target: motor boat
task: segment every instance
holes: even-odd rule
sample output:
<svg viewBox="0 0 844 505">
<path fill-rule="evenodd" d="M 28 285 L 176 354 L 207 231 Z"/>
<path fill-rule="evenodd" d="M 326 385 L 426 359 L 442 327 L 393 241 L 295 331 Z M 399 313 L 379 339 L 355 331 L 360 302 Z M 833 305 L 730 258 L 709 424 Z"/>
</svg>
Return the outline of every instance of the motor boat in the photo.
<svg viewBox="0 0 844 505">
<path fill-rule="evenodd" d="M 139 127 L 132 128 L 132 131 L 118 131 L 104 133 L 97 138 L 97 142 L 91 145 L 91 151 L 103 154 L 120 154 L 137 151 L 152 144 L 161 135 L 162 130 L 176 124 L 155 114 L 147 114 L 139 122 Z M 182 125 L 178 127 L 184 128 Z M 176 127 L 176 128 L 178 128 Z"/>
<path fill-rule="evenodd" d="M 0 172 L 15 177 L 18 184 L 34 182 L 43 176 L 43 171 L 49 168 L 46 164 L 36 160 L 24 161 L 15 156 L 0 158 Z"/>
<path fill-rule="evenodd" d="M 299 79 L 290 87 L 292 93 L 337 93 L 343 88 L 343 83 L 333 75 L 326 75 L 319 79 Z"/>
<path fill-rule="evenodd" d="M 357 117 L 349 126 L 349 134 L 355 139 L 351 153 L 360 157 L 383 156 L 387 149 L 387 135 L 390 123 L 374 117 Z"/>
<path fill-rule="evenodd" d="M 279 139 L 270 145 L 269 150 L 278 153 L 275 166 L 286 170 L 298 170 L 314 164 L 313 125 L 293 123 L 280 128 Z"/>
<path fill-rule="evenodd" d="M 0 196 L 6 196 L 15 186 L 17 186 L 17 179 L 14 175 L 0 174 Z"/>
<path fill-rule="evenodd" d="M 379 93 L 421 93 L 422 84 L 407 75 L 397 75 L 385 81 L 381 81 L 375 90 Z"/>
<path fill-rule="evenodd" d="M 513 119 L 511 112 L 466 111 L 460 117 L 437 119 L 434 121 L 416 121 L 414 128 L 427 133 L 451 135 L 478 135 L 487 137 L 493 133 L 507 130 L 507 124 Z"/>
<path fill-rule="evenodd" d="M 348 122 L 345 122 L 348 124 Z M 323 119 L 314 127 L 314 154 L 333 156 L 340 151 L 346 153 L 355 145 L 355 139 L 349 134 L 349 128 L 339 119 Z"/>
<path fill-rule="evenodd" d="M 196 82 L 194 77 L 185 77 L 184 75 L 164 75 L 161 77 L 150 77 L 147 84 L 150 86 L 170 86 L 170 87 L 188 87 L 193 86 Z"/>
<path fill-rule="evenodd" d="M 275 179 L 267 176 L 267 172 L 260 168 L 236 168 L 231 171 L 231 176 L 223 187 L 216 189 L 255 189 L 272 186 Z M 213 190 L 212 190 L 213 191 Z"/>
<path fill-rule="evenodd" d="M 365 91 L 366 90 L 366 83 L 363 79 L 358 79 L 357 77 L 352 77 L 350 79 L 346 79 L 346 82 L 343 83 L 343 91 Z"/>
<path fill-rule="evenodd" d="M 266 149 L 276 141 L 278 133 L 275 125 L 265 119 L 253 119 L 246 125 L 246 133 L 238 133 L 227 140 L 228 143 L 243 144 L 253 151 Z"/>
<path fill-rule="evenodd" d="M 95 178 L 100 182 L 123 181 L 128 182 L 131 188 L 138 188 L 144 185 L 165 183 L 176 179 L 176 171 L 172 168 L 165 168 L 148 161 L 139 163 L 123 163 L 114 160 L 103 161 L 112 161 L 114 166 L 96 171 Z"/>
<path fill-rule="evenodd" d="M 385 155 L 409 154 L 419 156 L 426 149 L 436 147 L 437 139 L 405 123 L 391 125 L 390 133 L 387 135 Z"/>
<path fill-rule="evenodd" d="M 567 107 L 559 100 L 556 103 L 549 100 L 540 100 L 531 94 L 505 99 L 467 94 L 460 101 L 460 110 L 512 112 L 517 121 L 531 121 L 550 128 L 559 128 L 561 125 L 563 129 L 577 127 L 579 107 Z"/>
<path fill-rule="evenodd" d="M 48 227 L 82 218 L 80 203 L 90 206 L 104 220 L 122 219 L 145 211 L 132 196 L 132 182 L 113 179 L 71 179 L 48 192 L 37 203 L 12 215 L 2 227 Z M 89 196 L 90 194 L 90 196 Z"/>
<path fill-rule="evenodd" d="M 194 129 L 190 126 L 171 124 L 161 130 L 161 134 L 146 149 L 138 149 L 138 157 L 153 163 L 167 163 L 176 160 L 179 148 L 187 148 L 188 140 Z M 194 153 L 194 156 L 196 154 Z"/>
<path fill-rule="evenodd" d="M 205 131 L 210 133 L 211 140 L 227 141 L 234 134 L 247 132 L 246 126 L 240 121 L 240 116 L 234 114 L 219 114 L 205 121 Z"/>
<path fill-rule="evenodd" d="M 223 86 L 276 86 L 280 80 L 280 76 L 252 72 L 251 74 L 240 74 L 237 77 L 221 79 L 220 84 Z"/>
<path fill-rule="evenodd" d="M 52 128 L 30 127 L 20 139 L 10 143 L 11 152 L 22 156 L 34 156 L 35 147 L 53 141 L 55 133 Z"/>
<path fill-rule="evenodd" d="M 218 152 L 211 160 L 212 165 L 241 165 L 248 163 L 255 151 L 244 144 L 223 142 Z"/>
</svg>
● ● ● ●
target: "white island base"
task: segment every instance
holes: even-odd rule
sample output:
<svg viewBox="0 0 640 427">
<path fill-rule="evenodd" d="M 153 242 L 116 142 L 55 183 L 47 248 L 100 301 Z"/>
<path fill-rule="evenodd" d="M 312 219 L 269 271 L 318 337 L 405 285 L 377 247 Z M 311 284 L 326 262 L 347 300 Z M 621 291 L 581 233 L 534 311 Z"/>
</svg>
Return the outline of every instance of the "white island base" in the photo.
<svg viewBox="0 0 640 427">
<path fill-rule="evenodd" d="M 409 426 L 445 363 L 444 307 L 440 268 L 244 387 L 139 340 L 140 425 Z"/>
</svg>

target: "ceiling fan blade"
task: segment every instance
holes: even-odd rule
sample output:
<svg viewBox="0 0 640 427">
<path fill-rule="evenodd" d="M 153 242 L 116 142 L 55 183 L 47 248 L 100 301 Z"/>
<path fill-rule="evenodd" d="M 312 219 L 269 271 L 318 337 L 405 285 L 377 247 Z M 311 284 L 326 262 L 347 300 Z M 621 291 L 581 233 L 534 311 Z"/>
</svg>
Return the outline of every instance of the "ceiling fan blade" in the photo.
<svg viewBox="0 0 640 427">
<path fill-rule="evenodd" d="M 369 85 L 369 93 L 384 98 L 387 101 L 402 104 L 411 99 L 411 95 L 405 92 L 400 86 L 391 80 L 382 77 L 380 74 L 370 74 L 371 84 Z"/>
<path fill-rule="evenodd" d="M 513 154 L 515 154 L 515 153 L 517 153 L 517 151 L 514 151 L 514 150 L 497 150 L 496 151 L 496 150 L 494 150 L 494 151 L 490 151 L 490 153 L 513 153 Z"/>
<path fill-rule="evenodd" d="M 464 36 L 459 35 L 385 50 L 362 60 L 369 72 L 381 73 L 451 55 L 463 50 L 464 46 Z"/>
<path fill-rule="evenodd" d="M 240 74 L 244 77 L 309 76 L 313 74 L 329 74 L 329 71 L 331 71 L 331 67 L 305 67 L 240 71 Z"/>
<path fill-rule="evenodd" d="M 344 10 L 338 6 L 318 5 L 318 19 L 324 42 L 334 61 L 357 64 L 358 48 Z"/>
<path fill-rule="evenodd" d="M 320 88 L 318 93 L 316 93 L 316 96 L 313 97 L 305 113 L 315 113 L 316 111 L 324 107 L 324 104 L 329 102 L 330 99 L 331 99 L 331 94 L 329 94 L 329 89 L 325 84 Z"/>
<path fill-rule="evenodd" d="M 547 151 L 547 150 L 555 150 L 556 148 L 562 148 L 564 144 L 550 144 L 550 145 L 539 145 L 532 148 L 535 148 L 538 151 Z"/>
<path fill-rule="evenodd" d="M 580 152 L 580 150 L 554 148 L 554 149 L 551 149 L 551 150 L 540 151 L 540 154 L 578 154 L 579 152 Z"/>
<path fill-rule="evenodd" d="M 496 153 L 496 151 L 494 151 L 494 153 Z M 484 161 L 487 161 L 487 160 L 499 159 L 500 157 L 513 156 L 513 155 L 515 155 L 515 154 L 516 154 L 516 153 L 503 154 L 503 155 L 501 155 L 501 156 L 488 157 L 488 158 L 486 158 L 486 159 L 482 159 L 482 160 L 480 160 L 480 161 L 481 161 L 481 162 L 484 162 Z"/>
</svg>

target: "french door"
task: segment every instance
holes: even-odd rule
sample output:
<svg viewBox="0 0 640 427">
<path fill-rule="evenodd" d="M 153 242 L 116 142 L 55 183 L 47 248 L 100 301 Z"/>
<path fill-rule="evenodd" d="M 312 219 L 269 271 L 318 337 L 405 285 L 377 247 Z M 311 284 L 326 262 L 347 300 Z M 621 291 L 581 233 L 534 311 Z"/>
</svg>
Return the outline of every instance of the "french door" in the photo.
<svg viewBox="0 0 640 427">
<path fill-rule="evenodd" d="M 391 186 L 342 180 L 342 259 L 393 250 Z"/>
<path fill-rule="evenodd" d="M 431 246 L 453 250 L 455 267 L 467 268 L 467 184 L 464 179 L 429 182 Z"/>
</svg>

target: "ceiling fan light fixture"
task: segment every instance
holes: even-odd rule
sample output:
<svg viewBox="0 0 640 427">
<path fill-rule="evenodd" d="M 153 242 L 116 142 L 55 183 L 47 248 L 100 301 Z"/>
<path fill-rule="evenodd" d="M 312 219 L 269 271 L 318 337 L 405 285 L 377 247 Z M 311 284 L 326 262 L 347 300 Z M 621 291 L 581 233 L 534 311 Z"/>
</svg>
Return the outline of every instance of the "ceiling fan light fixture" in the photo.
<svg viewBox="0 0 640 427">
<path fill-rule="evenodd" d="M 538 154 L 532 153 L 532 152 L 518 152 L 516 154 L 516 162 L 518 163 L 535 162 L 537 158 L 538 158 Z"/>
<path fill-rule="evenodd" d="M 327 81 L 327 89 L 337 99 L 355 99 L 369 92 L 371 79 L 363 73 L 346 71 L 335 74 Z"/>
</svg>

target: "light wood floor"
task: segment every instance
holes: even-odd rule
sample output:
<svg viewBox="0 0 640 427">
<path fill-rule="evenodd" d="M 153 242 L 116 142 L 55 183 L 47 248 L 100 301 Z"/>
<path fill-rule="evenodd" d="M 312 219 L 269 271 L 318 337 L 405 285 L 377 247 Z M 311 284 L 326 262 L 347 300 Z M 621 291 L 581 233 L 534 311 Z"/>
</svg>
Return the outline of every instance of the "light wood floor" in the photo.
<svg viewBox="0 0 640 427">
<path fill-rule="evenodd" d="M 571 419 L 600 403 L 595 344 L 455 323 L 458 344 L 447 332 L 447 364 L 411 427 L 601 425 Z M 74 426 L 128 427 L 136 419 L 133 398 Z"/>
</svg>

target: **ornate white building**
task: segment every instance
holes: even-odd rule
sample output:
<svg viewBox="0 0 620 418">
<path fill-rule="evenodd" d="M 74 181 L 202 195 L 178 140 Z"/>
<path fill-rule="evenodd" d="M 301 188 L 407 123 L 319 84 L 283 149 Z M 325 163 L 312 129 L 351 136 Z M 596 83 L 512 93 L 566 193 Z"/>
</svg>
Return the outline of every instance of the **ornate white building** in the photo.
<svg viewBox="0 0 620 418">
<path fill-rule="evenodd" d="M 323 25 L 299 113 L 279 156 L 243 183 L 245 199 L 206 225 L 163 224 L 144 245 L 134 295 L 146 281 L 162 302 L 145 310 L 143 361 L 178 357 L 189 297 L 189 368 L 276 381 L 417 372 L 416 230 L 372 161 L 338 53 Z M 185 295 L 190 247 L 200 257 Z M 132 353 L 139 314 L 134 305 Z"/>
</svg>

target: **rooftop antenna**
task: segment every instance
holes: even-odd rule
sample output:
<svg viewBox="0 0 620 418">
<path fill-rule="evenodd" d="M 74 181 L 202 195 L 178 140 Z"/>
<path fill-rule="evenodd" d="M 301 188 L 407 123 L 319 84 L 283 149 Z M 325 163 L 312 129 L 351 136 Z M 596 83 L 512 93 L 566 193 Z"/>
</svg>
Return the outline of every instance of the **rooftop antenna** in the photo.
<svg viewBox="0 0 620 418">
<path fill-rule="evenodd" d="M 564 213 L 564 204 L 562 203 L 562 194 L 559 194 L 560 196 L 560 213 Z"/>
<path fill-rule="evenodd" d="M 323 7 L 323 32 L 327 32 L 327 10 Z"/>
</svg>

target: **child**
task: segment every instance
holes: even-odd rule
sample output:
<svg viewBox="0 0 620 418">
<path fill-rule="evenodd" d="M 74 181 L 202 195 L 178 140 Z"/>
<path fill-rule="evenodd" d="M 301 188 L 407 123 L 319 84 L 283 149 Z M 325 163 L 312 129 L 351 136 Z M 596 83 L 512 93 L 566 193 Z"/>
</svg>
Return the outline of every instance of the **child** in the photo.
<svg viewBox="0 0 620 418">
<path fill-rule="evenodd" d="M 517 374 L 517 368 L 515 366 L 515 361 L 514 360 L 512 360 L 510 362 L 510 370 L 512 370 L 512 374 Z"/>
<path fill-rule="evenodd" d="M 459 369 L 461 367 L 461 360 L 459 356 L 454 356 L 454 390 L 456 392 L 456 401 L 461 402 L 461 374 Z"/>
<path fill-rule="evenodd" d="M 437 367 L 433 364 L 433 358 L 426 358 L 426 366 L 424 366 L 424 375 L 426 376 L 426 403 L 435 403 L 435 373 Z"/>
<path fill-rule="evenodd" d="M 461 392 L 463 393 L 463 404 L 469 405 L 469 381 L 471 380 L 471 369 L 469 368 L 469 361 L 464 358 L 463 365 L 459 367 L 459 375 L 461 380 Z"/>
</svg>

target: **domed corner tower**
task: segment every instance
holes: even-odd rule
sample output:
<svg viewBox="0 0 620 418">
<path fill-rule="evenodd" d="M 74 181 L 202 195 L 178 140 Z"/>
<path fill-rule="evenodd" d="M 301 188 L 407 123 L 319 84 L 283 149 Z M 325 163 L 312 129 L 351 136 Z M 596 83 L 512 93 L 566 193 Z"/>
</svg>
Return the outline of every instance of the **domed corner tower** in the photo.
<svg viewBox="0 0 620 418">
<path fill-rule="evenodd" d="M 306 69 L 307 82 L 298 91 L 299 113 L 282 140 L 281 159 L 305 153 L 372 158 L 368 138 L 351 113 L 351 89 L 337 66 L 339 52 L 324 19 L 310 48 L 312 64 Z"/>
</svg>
● ● ● ●
- WHAT TO DO -
Within the data above, find the lines that contain the word "target" and copy each of them.

- EXERCISE RESPONSE -
target: motor boat
target: "white island base"
target: "ceiling fan blade"
target: "french door"
target: "ceiling fan light fixture"
target: "light wood floor"
target: **ornate white building**
target: **rooftop antenna**
target: **child**
target: **domed corner tower**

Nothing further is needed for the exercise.